(Exercise passage)

She would tell you like it is. She went out dancing on Friday nights until just a few years ago. She always looked beautiful, in well put-together outfits she usually either had made herself or gotten at Belk.
She had a magical way of making everyone around her feel light-hearted and joyous.
She also lived to be 100, living in her own home on her own terms.
A big part of her terms was mowing her lawn so that it would look just so. She loved to mow so much, she’d tell you, that the night before a mowing day she just couldn’t hardly sleep because she was so excited.
A few years ago, her doctor told her that she shouldn’t be on that riding mower anymore. Her solution: She’d hurry up and mow before her daughter LuAnn came over and could stop her. She’d tell me with a conspiratorial grin that LuAnn said she’d be coming in the afternoon, so she got out there in the morning.

(End Exercise passage)
(Excerpted records)

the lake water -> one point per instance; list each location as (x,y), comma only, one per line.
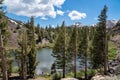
(45,60)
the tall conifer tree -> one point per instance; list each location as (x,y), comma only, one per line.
(59,50)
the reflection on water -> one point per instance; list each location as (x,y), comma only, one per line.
(45,60)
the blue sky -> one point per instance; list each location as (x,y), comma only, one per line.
(53,12)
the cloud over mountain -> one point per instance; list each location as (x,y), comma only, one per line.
(37,8)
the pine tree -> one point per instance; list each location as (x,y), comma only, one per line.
(59,50)
(32,55)
(3,42)
(23,43)
(83,48)
(99,49)
(38,32)
(73,48)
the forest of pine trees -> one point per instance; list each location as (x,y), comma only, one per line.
(88,44)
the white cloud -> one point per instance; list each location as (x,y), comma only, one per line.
(75,15)
(35,8)
(59,12)
(44,18)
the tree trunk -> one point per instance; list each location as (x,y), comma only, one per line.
(64,54)
(3,60)
(24,69)
(86,66)
(75,51)
(105,52)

(End Excerpted records)

§ **List of tasks**
• 1. Reproduce the passage about the woman who loved mowing her lawn, word for word, from "She also lived" to "was so excited.".
• 2. Resume the passage about the woman who loved mowing her lawn, starting after its last sentence.

§ **Answers to the tasks**
• 1.
She also lived to be 100, living in her own home on her own terms.
A big part of her terms was mowing her lawn so that it would look just so. She loved to mow so much, she’d tell you, that the night before a mowing day she just couldn’t hardly sleep because she was so excited.

• 2.
My solution: I’d sit by the window or in the outdoor sitting area in full view of most of her yard, just to be around in case anything happened. Fortunately, this was during the pandemic when I could work from home. Once we were back to the office, when I knew or suspected she was planning to mow, I’d just call in to work and say, “My neighbor’s mowing again,” and stay home until she was finished and safely back in the house.
In the beginning I used to tell on her: I’d text LuAnn, tell her that her mother was mowing, but that I was watching. As time went on it just became routine, and I stopped snitching. She was always fine.
Nellie Hundley married Bob Minter after he returned from World War II. They built a sturdy one-story brick house right next to the two-story farmhouse where Bob grew up, and there she remained.
Nellie Minter was a lot of things to a lot of people – mother, granny, church volunteer, dancer, seamstress, friend.
To us, she was a neighbor – a neighbor who was more like a grandmother and a beloved friend.
We were allies, side by side. If one of us needed something, she’d go to the other for help. My daughter went over to Mrs. Minter’s if I wasn’t home and she had forgotten her key after school, or it was storming and she was scared. I changed Mrs. Minter’s light bulbs and hung her new curtains.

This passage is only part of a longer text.